(Task brief):
Can you output, word for word, the passage of the power-felt article between "People who live" and "outside the skin.", inclusive?

(Source text):
━━━━━━━━━━━━━━━━━━━━
How 'High-Performance Clothing' Will Power Your Phone And Monitor Your Health


If you had a heart condition, or diabetes, getting on-the-spot data about your condition from the clothing you wear could revolutionize your treatment.

People who live with conditions ranging from diabetes to Alzheimer's rely on medical devices that monitor symptoms, perform diagnoses, and even provide treatment. Some, like insulin pumps, are worn on the body. The trouble is that many of these devices are bulky or inconvenient.

But researchers specializing in nanotechnology are developing ways to build materials and machines that can be worn comfortably by patients either inside or outside the skin.  

A conversation with his ten-year-old daughter inspired nanotechnologist David Carroll of Wake Forest University to find a material that could charge a phone or laptop by converting heat into electricity. What he ended up inventing does that and much more.  

This thin material — which he calls "power felt" — can convert both heat and movement into electricity. Besides charging your phone, or capturing the heat lost through your car's tailpipe, this revolutionary fabric might change the way we practice medicine as well.
━━━━━━━━━━━━━━━━━━━━
Dataset entries:
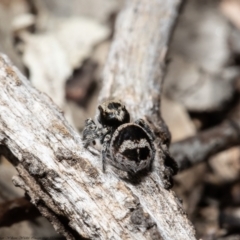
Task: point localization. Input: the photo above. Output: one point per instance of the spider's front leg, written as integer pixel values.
(146, 127)
(105, 149)
(90, 132)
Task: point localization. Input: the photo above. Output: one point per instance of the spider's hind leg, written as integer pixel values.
(105, 149)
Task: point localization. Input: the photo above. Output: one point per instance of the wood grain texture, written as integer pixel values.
(64, 180)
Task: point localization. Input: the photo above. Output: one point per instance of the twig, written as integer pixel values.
(63, 179)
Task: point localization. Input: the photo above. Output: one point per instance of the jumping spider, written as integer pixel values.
(128, 146)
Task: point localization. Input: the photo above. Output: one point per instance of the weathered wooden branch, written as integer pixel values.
(64, 180)
(17, 210)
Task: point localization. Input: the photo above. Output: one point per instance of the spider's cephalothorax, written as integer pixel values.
(127, 146)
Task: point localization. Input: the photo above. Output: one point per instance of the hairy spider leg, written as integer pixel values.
(89, 132)
(105, 147)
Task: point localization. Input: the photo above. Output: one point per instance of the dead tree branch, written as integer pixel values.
(64, 180)
(17, 210)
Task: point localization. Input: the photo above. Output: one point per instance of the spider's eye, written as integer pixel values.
(114, 105)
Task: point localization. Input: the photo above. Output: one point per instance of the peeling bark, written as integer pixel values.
(64, 180)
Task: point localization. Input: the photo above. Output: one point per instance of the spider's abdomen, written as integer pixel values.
(131, 148)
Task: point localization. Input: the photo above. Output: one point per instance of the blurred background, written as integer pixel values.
(62, 46)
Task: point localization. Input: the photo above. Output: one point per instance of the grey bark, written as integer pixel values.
(64, 180)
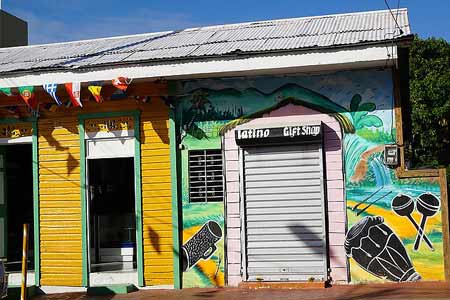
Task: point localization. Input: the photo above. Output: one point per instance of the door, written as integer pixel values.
(285, 234)
(3, 208)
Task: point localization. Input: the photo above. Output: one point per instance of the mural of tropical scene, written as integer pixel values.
(394, 226)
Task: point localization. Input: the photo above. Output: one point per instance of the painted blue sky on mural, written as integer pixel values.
(339, 87)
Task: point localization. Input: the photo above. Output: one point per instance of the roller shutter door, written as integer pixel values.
(284, 213)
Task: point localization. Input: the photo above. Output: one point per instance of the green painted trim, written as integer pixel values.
(138, 198)
(84, 233)
(138, 190)
(175, 207)
(36, 215)
(14, 120)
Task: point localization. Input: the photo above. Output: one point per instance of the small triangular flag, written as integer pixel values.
(28, 96)
(73, 89)
(95, 89)
(6, 91)
(51, 88)
(121, 83)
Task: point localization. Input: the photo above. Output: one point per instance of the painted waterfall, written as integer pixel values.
(362, 102)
━━━━━━━━━━━━━━━━━━━━
(Task response):
People who live with conditions ranging from diabetes to Alzheimer's rely on medical devices that monitor symptoms, perform diagnoses, and even provide treatment. Some, like insulin pumps, are worn on the body. The trouble is that many of these devices are bulky or inconvenient.

But researchers specializing in nanotechnology are developing ways to build materials and machines that can be worn comfortably by patients either inside or outside the skin.